YOUR INSTRUCTIONS ▸ Reformat every entry below as a numbered list of its lines, dropping any blank lines. Omit the pictures from your output.

DATA PROVIDED ▸
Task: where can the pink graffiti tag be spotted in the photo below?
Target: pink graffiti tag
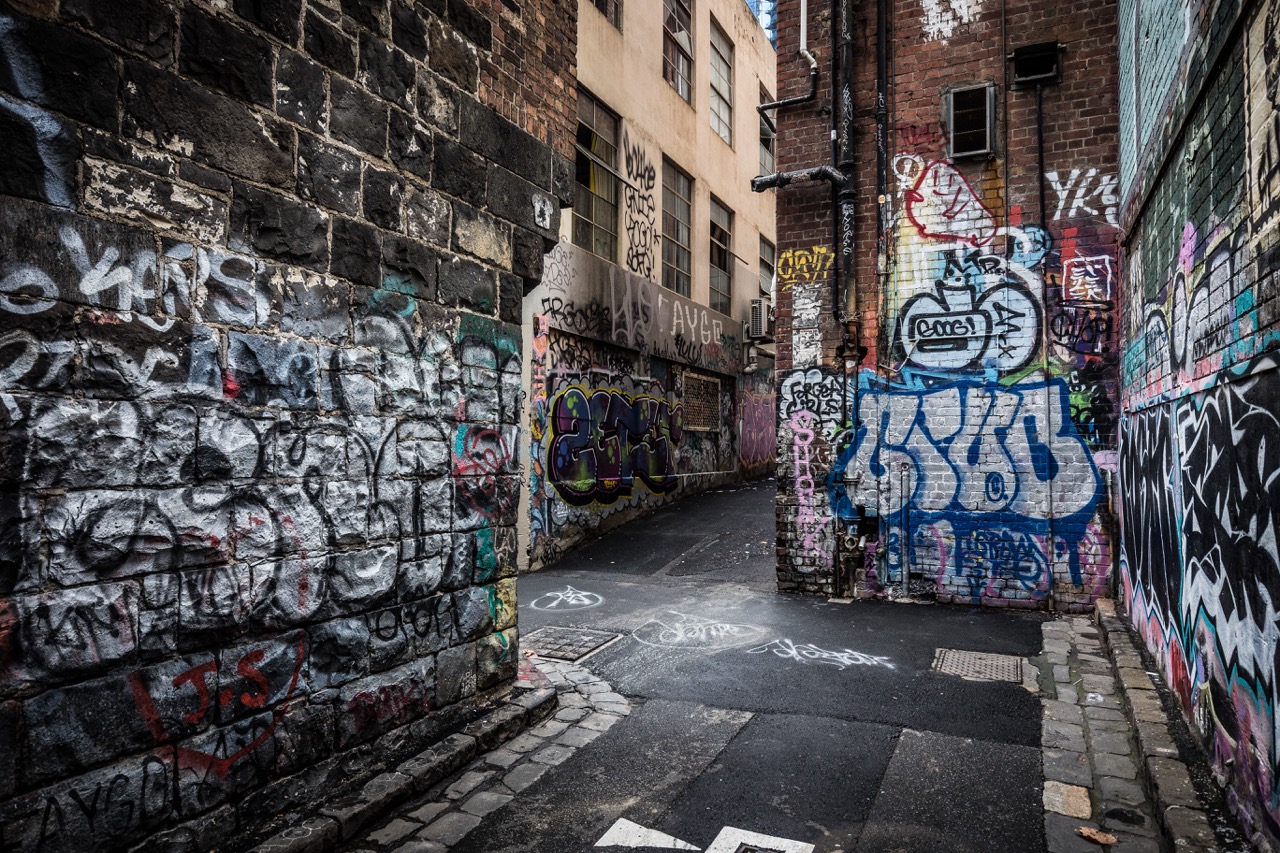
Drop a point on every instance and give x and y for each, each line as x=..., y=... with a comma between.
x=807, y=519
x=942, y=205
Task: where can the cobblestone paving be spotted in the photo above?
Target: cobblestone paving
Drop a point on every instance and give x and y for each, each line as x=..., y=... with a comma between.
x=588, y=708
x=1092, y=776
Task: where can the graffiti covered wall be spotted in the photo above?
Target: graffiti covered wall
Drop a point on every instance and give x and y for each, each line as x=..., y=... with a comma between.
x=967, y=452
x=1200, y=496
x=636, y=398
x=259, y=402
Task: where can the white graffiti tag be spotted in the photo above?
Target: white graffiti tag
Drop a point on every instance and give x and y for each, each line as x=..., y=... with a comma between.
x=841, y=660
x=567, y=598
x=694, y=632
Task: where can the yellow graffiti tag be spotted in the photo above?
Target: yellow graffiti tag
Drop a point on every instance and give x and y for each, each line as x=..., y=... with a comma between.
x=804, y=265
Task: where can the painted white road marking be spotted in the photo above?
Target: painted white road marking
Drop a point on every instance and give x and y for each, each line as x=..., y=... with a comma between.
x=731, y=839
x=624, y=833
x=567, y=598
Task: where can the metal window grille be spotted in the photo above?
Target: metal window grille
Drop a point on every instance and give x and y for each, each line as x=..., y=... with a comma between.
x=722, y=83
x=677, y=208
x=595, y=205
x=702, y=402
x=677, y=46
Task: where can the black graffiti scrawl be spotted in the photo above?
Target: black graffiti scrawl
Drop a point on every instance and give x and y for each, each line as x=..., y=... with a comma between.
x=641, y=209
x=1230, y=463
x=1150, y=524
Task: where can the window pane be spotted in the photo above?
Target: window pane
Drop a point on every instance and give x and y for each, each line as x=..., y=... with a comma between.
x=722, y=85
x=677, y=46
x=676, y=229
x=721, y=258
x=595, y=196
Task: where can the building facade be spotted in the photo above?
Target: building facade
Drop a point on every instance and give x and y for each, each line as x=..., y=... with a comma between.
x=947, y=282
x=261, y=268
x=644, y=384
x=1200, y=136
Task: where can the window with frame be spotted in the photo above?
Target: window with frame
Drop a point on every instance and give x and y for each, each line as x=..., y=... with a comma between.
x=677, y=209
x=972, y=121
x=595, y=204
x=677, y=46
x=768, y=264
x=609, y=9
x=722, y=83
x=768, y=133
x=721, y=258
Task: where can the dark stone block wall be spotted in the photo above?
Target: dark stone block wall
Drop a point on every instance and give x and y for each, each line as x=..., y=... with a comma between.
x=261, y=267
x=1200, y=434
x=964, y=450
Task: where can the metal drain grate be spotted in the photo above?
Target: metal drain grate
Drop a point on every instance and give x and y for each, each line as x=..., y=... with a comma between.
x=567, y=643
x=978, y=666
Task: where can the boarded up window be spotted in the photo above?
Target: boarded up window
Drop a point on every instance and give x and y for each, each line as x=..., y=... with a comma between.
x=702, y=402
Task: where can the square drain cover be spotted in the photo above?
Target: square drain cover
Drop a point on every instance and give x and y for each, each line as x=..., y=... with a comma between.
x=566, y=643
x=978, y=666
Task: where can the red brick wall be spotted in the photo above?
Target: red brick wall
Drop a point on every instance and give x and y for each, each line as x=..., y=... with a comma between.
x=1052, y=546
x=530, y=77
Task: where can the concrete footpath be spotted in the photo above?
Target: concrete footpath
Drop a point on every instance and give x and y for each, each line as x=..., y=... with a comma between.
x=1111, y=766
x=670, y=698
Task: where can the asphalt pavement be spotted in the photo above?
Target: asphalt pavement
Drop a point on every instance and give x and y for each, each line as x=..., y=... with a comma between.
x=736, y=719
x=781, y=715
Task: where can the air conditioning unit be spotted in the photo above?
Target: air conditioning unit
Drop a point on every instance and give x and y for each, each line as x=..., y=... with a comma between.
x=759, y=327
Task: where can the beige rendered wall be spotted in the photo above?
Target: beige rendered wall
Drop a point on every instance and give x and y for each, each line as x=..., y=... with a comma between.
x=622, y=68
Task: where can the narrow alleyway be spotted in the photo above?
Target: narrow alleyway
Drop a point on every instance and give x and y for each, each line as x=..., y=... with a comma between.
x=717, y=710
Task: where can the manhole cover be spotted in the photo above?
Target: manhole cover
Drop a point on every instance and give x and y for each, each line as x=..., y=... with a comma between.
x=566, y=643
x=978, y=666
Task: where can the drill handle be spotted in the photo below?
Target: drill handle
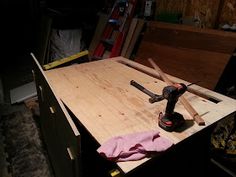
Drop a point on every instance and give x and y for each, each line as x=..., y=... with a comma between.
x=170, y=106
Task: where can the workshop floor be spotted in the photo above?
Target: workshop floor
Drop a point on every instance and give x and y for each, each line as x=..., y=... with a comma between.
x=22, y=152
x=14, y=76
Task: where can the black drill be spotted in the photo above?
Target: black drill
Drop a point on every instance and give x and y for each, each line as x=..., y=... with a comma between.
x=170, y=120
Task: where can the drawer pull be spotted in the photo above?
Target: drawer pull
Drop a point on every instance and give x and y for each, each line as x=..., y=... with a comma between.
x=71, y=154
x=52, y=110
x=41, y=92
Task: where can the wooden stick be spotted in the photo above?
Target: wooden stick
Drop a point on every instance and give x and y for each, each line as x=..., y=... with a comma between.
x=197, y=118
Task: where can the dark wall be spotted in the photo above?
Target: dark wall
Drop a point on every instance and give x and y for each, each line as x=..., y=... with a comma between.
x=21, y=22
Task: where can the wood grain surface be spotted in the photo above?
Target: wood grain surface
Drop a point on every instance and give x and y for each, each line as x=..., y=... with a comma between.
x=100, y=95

TASK SOLUTION ▸
1. Task: where can the pink graffiti tag be spotted in the photo below?
2. Target: pink graffiti tag
3. Drop a point on every instance and give x and y for each, each line as x=..., y=... with a comma between.
4. x=807, y=519
5. x=942, y=205
6. Task: where can the cobblestone paving be spotted in the photo above?
7. Target: cobblestone paving
8. Drop a point on every instance and give x and y for each, each line as x=..., y=... with a comma between.
9. x=588, y=708
10. x=1092, y=776
11. Task: where can the graffiti covered wall be spotted in the photo above?
12. Target: graffiti covered wall
13. Drop a point on every instance and give x and y for each, each line as x=..., y=... with a comma between.
14. x=967, y=452
15. x=1200, y=496
16. x=636, y=398
17. x=259, y=402
18. Task: where can the white graffiti tag be spotted in the photo above?
19. Target: white graffiti tag
20. Drop a point on every instance and give x and y for each, each line as x=..., y=... with a comma between.
21. x=841, y=660
22. x=567, y=598
23. x=694, y=632
24. Task: where can the yellow graffiti tag be spotted in the photo above?
25. Target: yellow graffiti tag
26. Drop a point on every instance and give x and y for each, each line as x=..., y=... with a comma between.
27. x=804, y=265
28. Task: where can the painted white road marking be spotted in the photo above?
29. Target: painted white road marking
30. Drop a point on every instance and give x and y for each, each line as x=..., y=... with a comma between.
31. x=731, y=839
32. x=624, y=833
33. x=567, y=598
34. Task: where can the metal window grille be spotted in the photo above?
35. Target: metal window grille
36. Drop a point on every instance and give x and y for each, each line as x=..., y=... with a comma between.
37. x=722, y=83
38. x=677, y=208
39. x=595, y=205
40. x=702, y=402
41. x=677, y=46
42. Task: where can the black graffiti scrawl be spotted in the photo above?
43. Target: black graffiti scrawl
44. Drop a point on every instance and give x and y for each, each line as x=..., y=... with a comma between.
45. x=641, y=209
46. x=1230, y=463
47. x=1150, y=524
48. Task: where can the window pane be spotted in the photo above?
49. Target: window pane
50. Drop a point on every instance and give x and y for each, each line as x=..., y=... with a comma between.
51. x=722, y=85
52. x=677, y=46
53. x=676, y=229
54. x=721, y=258
55. x=595, y=196
56. Task: where can the building facade be spotted in the photo above?
57. Target: building facade
58. Drop a point on every instance and give x and y for each, each line as x=..., y=... with a comma between.
59. x=947, y=282
60. x=261, y=268
61. x=644, y=384
62. x=1200, y=136
63. Task: where can the window with frame be spotted in the photo above?
64. Target: window with frame
65. Drop a point on every instance and give x and y for each, each line as x=..., y=... with a comma between.
66. x=677, y=209
67. x=972, y=121
68. x=595, y=204
69. x=677, y=46
70. x=768, y=264
71. x=609, y=9
72. x=722, y=83
73. x=768, y=133
74. x=721, y=258
75. Task: where can the dark stone block wall be spotted in the photo above?
76. Target: dark stone block wall
77. Drop a point on every instance and give x and y for each, each line as x=..., y=... with a comma between.
78. x=261, y=267
79. x=1200, y=434
80. x=964, y=450
81. Task: where can the metal drain grate be spotted in the photo above?
82. Target: metal drain grate
83. Drop a point on every instance and give x and y for each, each line as x=..., y=... with a comma between.
84. x=567, y=643
85. x=978, y=666
86. Task: where can the boarded up window be spotted in the photo above?
87. Target: boarded up window
88. Drop a point on every instance and give x and y for each, each line as x=..., y=... with a comma between.
89. x=702, y=402
90. Task: where can the square drain cover be spotted in the photo above?
91. Target: square drain cover
92. Drop a point on every instance and give x and y for each, each line as x=..., y=... with a comma between.
93. x=566, y=643
94. x=978, y=666
95. Task: where can the red brick wall be spotted in the photo above?
96. Target: red brick wall
97. Drop a point on every instance and give x and y for each, each line as x=..., y=... with a comma between.
98. x=1052, y=546
99. x=530, y=77
100. Task: where can the concrete footpath be spotted in the photo above?
101. Target: concrete footpath
102. Drop a point on every instance and give x and y for each, each line as x=..., y=... with a comma between.
103. x=1111, y=766
104. x=670, y=698
105. Task: where can the asphalt pavement be spotted in the photo above?
106. Target: asphalt pavement
107. Drop a point on every instance and give x and y for each, each line as x=..., y=... with a comma between.
108. x=736, y=719
109. x=781, y=715
110. Task: where can the air conditioning unit be spotted in the photo above?
111. Target: air conditioning unit
112. Drop a point on every instance and give x and y for each, each line as x=..., y=... with a comma between.
113. x=759, y=327
114. Task: where can the beige rendered wall be spotted in the photo above?
115. Target: beige rendered wall
116. Drop a point on every instance and give x and y for each, each line as x=..., y=... with a comma between.
117. x=622, y=68
118. Task: where can the narrow alleyway be spotted in the photo above?
119. Target: narrow alleyway
120. Drop a point on every instance and give x and y for each, each line as x=..., y=... with a comma between.
121. x=717, y=710
122. Task: where can the manhole cover be spotted in the photo above?
123. Target: manhole cover
124. Drop a point on every instance and give x and y for each, each line as x=..., y=... with a comma between.
125. x=566, y=643
126. x=978, y=666
127. Task: where can the drill handle be spotted in the photo below?
128. Target: drill handle
129. Drop a point on every instance and give x and y for each, each line as x=..., y=... with a comma between.
130. x=170, y=106
131. Task: where can the workshop floor be spotted in the photo above?
132. Target: workshop floor
133. Drop a point on every instance and give x and y for each, each line as x=..., y=... with a comma between.
134. x=22, y=152
135. x=14, y=76
136. Task: where can the black drill be spotted in the photo above?
137. Target: black drill
138. Drop a point on every instance and give x and y for each, each line as x=..., y=... with a comma between.
139. x=170, y=120
140. Task: where can the drawer pull be spotted in the photo above?
141. Target: drawer pull
142. Drop a point on every instance and give x and y for each, each line as x=..., y=... with a comma between.
143. x=71, y=154
144. x=52, y=110
145. x=41, y=92
146. Task: where can the wooden stick be spotted in the photo above?
147. Target: wooden stick
148. Drop a point on every instance and give x and y for each, each line as x=..., y=... with a comma between.
149. x=197, y=118
150. Task: where can the dark wall be spotted in the photo above?
151. Target: dark wall
152. Drop a point on every instance and give x and y for each, each line as x=..., y=... with a comma between.
153. x=21, y=22
154. Task: where can the wood grain surface be spotted in the photo above?
155. Target: wood grain surface
156. Drop a point on every instance and give x and y for each, each line as x=..., y=... with a comma between.
157. x=100, y=95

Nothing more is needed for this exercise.